What needs to be done:
Please give the listing again in its entirety, exactly as written.

Material for this exercise:

----

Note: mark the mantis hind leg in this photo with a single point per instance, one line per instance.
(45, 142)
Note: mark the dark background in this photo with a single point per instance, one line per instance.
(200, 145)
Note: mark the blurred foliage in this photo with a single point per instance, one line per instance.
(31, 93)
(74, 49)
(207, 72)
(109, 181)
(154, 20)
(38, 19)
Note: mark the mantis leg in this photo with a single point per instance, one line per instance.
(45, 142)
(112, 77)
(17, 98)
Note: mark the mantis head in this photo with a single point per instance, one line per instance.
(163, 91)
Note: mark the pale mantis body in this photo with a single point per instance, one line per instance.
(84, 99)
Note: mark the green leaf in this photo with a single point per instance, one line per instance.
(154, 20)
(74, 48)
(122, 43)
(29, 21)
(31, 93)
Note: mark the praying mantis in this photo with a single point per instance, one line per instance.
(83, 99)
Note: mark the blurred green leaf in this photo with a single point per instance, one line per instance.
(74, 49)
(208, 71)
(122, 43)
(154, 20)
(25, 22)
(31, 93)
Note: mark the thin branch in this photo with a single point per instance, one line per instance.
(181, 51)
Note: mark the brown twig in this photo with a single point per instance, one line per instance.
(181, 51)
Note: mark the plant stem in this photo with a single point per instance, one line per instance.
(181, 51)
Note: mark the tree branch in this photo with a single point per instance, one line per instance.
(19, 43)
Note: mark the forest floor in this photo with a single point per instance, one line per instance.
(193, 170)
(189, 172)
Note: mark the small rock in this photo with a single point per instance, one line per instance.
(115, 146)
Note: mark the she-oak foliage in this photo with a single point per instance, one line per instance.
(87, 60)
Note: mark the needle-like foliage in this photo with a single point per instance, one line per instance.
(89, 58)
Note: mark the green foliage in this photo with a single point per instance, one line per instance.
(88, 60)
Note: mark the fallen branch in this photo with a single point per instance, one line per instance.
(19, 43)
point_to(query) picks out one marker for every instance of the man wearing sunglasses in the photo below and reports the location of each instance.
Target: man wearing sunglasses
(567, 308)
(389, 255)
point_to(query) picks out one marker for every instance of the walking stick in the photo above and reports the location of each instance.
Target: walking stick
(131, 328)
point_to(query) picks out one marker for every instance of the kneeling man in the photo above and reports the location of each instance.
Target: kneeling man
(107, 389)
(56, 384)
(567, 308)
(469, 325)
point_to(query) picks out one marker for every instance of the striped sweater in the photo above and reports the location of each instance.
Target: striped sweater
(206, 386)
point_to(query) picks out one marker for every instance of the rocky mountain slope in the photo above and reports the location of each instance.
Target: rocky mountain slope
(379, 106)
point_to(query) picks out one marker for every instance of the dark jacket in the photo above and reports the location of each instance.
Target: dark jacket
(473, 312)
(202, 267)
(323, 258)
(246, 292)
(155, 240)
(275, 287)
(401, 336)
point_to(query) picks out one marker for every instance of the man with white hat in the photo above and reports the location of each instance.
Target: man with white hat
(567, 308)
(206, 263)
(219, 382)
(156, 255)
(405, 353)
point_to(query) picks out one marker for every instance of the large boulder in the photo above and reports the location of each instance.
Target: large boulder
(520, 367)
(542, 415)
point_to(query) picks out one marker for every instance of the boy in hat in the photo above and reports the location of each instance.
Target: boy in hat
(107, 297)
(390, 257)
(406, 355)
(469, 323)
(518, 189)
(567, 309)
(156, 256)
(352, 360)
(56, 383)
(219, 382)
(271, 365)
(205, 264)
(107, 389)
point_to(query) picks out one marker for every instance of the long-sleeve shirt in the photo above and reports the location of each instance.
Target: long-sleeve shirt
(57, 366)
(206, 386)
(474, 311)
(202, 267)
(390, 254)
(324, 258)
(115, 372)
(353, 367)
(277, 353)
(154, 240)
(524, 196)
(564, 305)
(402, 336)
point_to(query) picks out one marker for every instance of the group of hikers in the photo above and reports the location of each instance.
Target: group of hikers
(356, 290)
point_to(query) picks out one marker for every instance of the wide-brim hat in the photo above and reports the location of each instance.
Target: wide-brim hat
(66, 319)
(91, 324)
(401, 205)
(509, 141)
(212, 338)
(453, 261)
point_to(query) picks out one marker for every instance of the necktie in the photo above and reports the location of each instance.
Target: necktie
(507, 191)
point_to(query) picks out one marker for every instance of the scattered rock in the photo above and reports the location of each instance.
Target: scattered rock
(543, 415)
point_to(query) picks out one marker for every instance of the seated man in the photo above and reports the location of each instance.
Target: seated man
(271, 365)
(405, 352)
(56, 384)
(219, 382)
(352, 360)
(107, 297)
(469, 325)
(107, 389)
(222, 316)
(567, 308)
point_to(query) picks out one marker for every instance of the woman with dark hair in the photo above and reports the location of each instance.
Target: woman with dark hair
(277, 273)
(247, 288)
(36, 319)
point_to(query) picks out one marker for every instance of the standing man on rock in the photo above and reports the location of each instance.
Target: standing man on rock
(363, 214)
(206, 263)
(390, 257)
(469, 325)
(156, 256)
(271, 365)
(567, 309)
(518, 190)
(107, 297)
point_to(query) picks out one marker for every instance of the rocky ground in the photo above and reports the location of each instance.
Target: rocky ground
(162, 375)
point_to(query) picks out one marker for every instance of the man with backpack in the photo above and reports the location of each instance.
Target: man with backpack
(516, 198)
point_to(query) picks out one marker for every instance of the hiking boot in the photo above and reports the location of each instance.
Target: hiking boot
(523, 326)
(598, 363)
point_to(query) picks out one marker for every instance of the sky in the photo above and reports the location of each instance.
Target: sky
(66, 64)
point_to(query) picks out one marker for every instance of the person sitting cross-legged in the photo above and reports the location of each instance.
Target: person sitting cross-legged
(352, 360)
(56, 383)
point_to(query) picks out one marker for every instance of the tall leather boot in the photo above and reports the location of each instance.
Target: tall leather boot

----

Solution to this exercise:
Note: mark the mantis hind leg in this photo with a single point per instance, one line per instance.
(45, 142)
Note: mark the dark background in this photo with a single point per instance, one line per instance.
(200, 145)
Note: mark the blurred foliage in this photo with a single point per instance, one line per instance.
(31, 93)
(74, 49)
(207, 72)
(109, 181)
(154, 20)
(38, 19)
Note: mark the mantis leg in this photo with a single point per instance, one line per instance.
(45, 142)
(112, 77)
(17, 98)
Note: mark the mantis head in this photo with a single point per instance, one line per instance.
(163, 91)
Note: mark the pale mantis body in this photo with a single point per instance, one line per instance.
(84, 99)
Note: mark the green leaf in this photo with a single point per instance, one line per instance.
(154, 20)
(74, 48)
(122, 43)
(29, 21)
(31, 93)
Note: mark the praying mantis in this photo with a single point per instance, one line per instance.
(83, 99)
Note: mark the blurred green leaf in this photo with a single point per instance, one line per instance.
(74, 49)
(208, 71)
(122, 43)
(154, 20)
(25, 22)
(31, 93)
Note: mark the thin branch in this photo with a single point per instance, one line per instance.
(181, 51)
Note: mark the brown twig in this photo with a single point per instance, one line per instance.
(181, 51)
Note: mark the plant stem in this photo with a single point per instance, one line per instance.
(181, 51)
Note: mark the tree branch in this photo with a single point per instance, one line per instance.
(19, 43)
Note: mark the forest floor in this photo with a single point per instance, one line per instance.
(193, 170)
(189, 172)
Note: mark the small rock in this photo with a single point per instance, one line per instance.
(115, 146)
Note: mark the she-oak foliage in this photo with a single point per instance, one line per instance.
(87, 60)
Note: mark the needle-like foliage in this photo with a single point per instance, one line per instance.
(89, 58)
Note: mark the green foliage in this photo with a single point per instance, one line per instance.
(88, 60)
Note: mark the fallen branch in this photo with a single point per instance, one line per instance.
(19, 43)
point_to(query) picks out one marker for every instance of the man wearing sunglasses in the photo below and reports the location of each instance.
Target: man wearing sunglasses
(567, 308)
(389, 255)
point_to(query) picks out one marker for every instance of the walking stick in the photo above and reports the location of each instance.
Target: walking stick
(131, 328)
point_to(query) picks out one marker for every instance of the kneeling man in the photo above and reports the location of each instance.
Target: kneeling man
(107, 389)
(56, 384)
(567, 308)
(469, 325)
point_to(query) picks out one marker for every instance of the striped sweater in the photo above and reports the location of each instance.
Target: striped sweater
(206, 386)
point_to(query) picks out one marker for every instance of the rocky mountain slope in the photo above and reports the location of each instance.
Target: rocky mountain slope
(379, 106)
point_to(query) picks out one marker for every instance of the dark jacket in the photo above and reports the location of each instance.
Target: dark jacket
(473, 312)
(202, 267)
(323, 258)
(246, 292)
(155, 240)
(275, 287)
(401, 336)
point_to(query) picks out one marker for every instance of the man with white hat in the photo above and reports the location of each instance.
Target: man with white hat
(567, 308)
(206, 263)
(219, 382)
(156, 255)
(405, 353)
point_to(query) picks out one marker for every instance of the large boulder in the photo above and reports the location of each instance.
Target: large boulder
(520, 367)
(542, 415)
point_to(query) picks out one marker for every instance of the boy in hat in the photo above and reports the location of each instance.
Target: boy in hat
(107, 297)
(390, 257)
(406, 355)
(469, 323)
(518, 189)
(567, 309)
(156, 256)
(352, 360)
(56, 383)
(219, 382)
(271, 365)
(205, 264)
(107, 389)
point_to(query) picks out one marker for every instance of the long-sleeve shirt in the photo above and reports the location of each instance.
Target: long-sleeve shirt
(57, 366)
(206, 386)
(474, 311)
(202, 267)
(390, 254)
(324, 258)
(115, 372)
(353, 367)
(277, 353)
(154, 240)
(524, 196)
(564, 305)
(402, 336)
point_to(query) picks out one marker for every instance of the group of hikers in the photo above and reports the location of each instance.
Target: group of hikers
(356, 290)
point_to(query) picks out one marker for every instance of the wide-brim hat in the photo above and reports the location of each instance.
Target: wide-brim hat
(66, 319)
(91, 324)
(401, 205)
(509, 141)
(212, 338)
(453, 261)
point_to(query) picks out one marker for every instance of the necktie in the photo above and reports the location of each instance.
Target: necktie
(507, 191)
point_to(query) picks out one marker for every instance of the scattered rock in the photo above and reports the location of each instance.
Target: scattered rock
(543, 415)
point_to(query) picks out one marker for every instance of the seated man in the photo above and reports the location of each instance.
Target: seated man
(271, 365)
(405, 352)
(56, 384)
(219, 382)
(352, 360)
(107, 297)
(469, 325)
(107, 389)
(222, 316)
(567, 308)
point_to(query) picks out one marker for every instance of the woman with dark hair in the photo above and reports the location of each instance.
Target: woman with dark hair
(277, 273)
(247, 288)
(36, 319)
point_to(query) picks out one marker for every instance of the standing man on rock in the photo above and reports the location of each instance.
Target: standing man on rock
(363, 214)
(206, 263)
(390, 257)
(469, 325)
(156, 256)
(271, 365)
(567, 309)
(518, 190)
(107, 297)
point_to(query) picks out one marker for every instance of the rocky ground in the photo above and reports the location of each instance.
Target: rocky ground
(162, 375)
point_to(query) picks out one marker for every instance of the man with backpack in the photo above and reports the location of each instance.
Target: man with backpack
(516, 198)
point_to(query) picks out one marker for every instance of the hiking boot in the photo above and reports the location of each instance.
Target: hiking boot
(523, 326)
(598, 363)
point_to(query) picks out one marker for every instance of the sky in the photo above and reports the location of each instance.
Target: sky
(66, 64)
point_to(query) picks out one marker for every instance of the person sitting cross-legged in the photo above and reports the location of each instance.
Target: person sitting cross-legged
(352, 360)
(56, 383)
point_to(query) picks out one marker for every instance of the tall leather boot in the photo above and reports the location of each instance.
Target: tall leather boot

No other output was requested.